Énoncé de l'exercice>
Recopiez intégralement le passage allant de la ligne qui contient « Find the green » jusqu'à celle qui contient « M 151 26 L 105 », ces deux lignes incluses et consignes comprises. Multipliez par 1,25 chacune des coordonnées des contours donnés en réponse, à l'exclusion de tout autre nombre, puis arrondissez-les à l'entier, les demis étant arrondis vers le haut.

####

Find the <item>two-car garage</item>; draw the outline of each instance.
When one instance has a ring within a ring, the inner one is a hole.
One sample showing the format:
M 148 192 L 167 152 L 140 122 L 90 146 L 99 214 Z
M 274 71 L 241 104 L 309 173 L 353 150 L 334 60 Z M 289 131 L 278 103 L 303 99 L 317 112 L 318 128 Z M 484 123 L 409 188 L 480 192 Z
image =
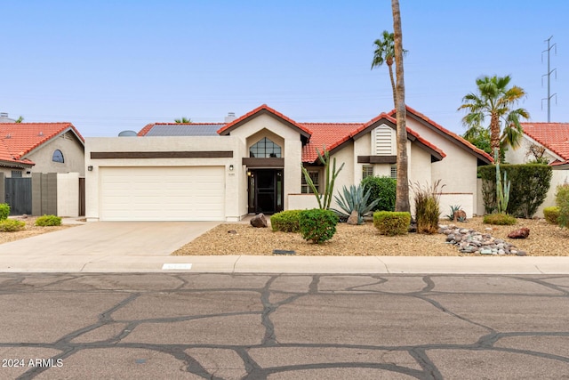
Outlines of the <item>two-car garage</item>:
M 223 221 L 224 166 L 100 166 L 101 221 Z

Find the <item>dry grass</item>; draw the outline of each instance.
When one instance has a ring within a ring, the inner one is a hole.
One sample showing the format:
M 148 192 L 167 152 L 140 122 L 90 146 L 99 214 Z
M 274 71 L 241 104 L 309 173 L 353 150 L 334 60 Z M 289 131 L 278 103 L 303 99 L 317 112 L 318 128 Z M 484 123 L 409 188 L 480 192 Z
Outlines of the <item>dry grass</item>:
M 448 222 L 441 221 L 441 223 Z M 490 232 L 495 238 L 505 239 L 526 251 L 528 255 L 569 255 L 569 230 L 562 230 L 548 224 L 543 220 L 519 219 L 514 226 L 490 226 L 482 222 L 481 217 L 457 223 L 461 227 Z M 526 239 L 509 239 L 513 230 L 528 227 L 530 236 Z M 236 233 L 228 231 L 235 230 Z M 310 244 L 298 233 L 273 232 L 270 228 L 256 229 L 245 223 L 220 224 L 194 241 L 175 251 L 172 255 L 273 255 L 273 249 L 293 250 L 299 255 L 465 255 L 454 247 L 445 243 L 441 234 L 423 235 L 410 233 L 405 236 L 386 237 L 380 235 L 370 222 L 351 226 L 338 225 L 334 237 L 321 245 Z
M 2 232 L 0 231 L 0 244 L 8 243 L 9 241 L 20 240 L 20 239 L 31 238 L 32 236 L 41 235 L 46 232 L 53 232 L 56 230 L 73 227 L 72 225 L 61 225 L 55 227 L 38 227 L 35 225 L 36 217 L 14 217 L 11 219 L 17 219 L 26 222 L 26 229 L 15 232 Z

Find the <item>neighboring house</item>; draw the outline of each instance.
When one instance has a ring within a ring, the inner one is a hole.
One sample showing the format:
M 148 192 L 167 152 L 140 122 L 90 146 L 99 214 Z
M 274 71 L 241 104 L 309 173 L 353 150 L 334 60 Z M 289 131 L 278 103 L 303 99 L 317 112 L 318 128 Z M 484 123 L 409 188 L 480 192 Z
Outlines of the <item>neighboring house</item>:
M 71 123 L 0 123 L 0 173 L 84 175 L 84 140 Z
M 394 112 L 367 123 L 299 123 L 267 105 L 220 124 L 150 124 L 138 137 L 85 141 L 88 221 L 238 221 L 250 213 L 314 207 L 325 147 L 344 168 L 335 191 L 367 175 L 397 176 Z M 492 158 L 407 108 L 409 179 L 441 179 L 443 213 L 477 210 L 477 168 Z
M 525 164 L 541 158 L 551 166 L 551 186 L 548 197 L 536 213 L 537 216 L 543 216 L 544 207 L 555 206 L 557 186 L 569 183 L 569 123 L 520 124 L 524 128 L 520 146 L 516 150 L 509 147 L 506 161 Z

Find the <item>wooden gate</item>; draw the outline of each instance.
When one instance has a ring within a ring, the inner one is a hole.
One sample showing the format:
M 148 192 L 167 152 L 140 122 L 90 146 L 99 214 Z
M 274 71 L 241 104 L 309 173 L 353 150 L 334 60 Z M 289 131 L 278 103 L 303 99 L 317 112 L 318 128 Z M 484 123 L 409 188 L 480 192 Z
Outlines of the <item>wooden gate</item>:
M 32 179 L 4 179 L 5 200 L 10 205 L 11 215 L 32 214 Z

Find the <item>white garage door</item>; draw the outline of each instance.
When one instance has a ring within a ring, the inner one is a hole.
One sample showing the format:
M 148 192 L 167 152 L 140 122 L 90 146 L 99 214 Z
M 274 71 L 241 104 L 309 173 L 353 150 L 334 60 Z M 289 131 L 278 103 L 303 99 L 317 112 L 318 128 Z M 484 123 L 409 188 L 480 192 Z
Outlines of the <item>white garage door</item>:
M 102 221 L 222 221 L 223 166 L 100 167 Z

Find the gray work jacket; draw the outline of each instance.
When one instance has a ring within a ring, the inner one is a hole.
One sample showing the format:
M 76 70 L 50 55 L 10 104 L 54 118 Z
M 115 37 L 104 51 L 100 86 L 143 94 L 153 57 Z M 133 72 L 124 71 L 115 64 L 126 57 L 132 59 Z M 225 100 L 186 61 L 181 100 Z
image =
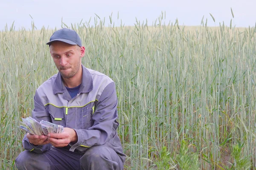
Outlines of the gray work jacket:
M 82 65 L 82 79 L 77 95 L 70 95 L 59 72 L 43 83 L 34 96 L 33 118 L 73 129 L 77 134 L 70 150 L 85 151 L 93 145 L 106 144 L 124 160 L 116 128 L 117 99 L 114 82 L 108 76 Z M 48 150 L 50 144 L 35 146 L 25 135 L 22 141 L 25 150 L 38 153 Z

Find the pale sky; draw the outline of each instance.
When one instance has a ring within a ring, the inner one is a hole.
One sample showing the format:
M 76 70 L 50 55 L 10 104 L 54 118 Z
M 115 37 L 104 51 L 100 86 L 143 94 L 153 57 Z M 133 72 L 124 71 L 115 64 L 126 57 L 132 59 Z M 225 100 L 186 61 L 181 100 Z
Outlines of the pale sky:
M 234 15 L 233 18 L 230 8 Z M 15 21 L 15 30 L 30 28 L 32 19 L 38 29 L 60 28 L 61 17 L 69 26 L 70 23 L 88 22 L 94 25 L 98 15 L 105 18 L 105 26 L 112 14 L 115 26 L 122 20 L 125 26 L 134 26 L 136 17 L 142 23 L 148 20 L 151 26 L 161 14 L 166 12 L 166 23 L 174 23 L 176 18 L 180 25 L 199 26 L 203 16 L 207 25 L 218 26 L 223 21 L 229 26 L 230 20 L 236 27 L 255 26 L 256 23 L 255 0 L 0 0 L 0 31 L 8 29 Z M 117 20 L 117 14 L 119 19 Z M 215 19 L 213 22 L 211 13 Z

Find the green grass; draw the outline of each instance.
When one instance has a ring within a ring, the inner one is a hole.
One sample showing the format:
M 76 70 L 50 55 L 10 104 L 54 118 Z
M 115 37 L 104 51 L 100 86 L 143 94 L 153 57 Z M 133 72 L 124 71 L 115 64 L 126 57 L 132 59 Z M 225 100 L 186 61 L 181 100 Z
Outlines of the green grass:
M 151 26 L 105 27 L 95 20 L 72 27 L 85 47 L 83 64 L 116 83 L 126 169 L 180 169 L 184 146 L 201 169 L 237 169 L 243 160 L 254 167 L 256 28 L 189 30 L 161 17 Z M 17 127 L 31 115 L 35 90 L 57 72 L 45 45 L 54 30 L 6 31 L 0 32 L 4 170 L 23 150 Z

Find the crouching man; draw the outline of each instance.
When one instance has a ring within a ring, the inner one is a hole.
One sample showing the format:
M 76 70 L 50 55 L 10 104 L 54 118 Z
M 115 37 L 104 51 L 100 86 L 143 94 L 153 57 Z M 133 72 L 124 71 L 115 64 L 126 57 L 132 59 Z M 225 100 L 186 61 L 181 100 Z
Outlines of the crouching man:
M 27 133 L 19 170 L 122 170 L 125 156 L 116 132 L 115 85 L 81 64 L 85 48 L 74 30 L 55 31 L 47 43 L 58 74 L 34 96 L 33 118 L 63 126 L 61 133 Z

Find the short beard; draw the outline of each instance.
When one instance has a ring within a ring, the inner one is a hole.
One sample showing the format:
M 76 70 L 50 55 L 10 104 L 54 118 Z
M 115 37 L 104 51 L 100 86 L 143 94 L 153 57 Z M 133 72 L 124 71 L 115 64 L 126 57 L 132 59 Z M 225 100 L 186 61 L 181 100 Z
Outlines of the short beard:
M 61 71 L 60 71 L 59 70 L 59 71 L 61 74 L 61 75 L 62 78 L 65 79 L 69 79 L 73 77 L 74 76 L 75 76 L 76 74 L 76 73 L 79 70 L 79 67 L 81 67 L 81 63 L 80 61 L 79 61 L 78 62 L 75 68 L 74 68 L 74 70 L 71 71 L 70 73 L 69 73 L 68 75 L 65 75 L 63 74 Z

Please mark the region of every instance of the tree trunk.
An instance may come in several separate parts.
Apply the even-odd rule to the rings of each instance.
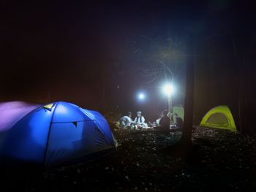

####

Réponse à l'exercice>
Find the green grass; draw the outline of each instance.
When one instance has a ring within a ring, the inner one is a hole.
One sample showing the format:
M 76 70 L 50 55 L 10 104 L 54 118 Z
M 115 37 L 104 51 L 100 86 L 143 94 L 153 57 Z M 133 72 L 124 71 L 115 64 L 126 57 L 132 59 Z M 225 100 L 186 61 L 181 100 Z
Outlines of the green grass:
M 189 33 L 131 34 L 119 25 L 90 34 L 106 59 L 104 80 L 145 104 L 158 211 L 225 211 L 230 183 L 251 211 L 296 211 L 304 200 L 318 209 L 320 35 L 236 38 L 201 21 Z M 21 159 L 39 144 L 44 113 L 71 90 L 56 56 L 68 38 L 8 39 L 0 40 L 5 213 L 29 188 Z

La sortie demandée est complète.